> **Exercise aim**: Quote the material below word for word, every line of it, but leave the pictures out of your answer.

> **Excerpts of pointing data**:
** Begin **

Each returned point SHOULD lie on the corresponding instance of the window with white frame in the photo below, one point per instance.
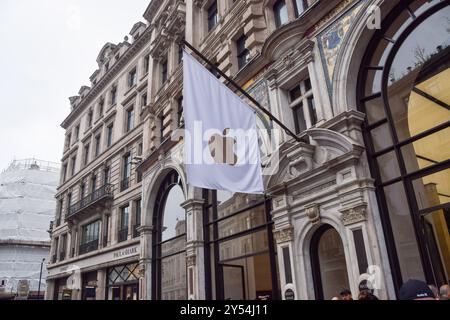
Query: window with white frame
(129, 125)
(213, 16)
(303, 106)
(132, 78)
(280, 11)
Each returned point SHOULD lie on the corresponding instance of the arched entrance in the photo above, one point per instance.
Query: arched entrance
(328, 263)
(169, 241)
(404, 91)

** End **

> **Task solution**:
Each returned point SHOULD lie on the corresponding instance of the window with white frame in the photo below, one point per instance.
Query: window with white frame
(129, 125)
(213, 16)
(303, 106)
(132, 78)
(280, 11)
Each returned point SHOULD lie on the corresponding instance of the arched entrance in the photo above, one point per instance.
Query: arched entrance
(328, 263)
(169, 241)
(404, 91)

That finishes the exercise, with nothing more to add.